- ACTIVITY
Which lines in the entries below contain the string "column"? Show each of them in full.

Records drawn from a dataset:

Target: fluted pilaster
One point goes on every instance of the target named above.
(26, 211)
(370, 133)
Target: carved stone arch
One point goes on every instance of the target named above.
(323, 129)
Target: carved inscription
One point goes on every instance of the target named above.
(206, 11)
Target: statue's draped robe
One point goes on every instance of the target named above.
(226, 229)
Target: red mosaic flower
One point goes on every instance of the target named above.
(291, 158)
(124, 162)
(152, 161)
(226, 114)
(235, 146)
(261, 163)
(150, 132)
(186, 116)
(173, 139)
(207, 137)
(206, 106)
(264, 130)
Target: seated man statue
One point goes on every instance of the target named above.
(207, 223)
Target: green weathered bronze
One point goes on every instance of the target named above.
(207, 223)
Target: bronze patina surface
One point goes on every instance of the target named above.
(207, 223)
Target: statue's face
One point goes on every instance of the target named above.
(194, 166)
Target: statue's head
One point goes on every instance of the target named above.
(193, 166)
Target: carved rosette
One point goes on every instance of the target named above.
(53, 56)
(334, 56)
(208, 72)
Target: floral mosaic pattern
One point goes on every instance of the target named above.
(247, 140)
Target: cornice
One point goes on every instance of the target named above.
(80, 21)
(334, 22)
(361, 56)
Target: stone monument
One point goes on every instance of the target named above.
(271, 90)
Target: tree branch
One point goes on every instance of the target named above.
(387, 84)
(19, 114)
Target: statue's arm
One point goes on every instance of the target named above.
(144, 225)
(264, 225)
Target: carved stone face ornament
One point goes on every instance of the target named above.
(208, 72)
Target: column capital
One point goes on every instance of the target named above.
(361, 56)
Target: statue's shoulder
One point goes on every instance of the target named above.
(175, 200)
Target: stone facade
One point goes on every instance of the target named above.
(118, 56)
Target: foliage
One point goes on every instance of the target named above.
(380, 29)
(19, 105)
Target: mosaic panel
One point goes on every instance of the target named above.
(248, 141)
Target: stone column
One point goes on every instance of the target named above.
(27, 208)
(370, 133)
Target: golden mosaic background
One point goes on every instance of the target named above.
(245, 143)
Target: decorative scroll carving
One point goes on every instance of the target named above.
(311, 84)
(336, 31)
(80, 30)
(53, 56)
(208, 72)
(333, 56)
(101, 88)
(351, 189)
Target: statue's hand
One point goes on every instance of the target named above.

- EXERCISE RESULT
Target: column capital
Target: stone column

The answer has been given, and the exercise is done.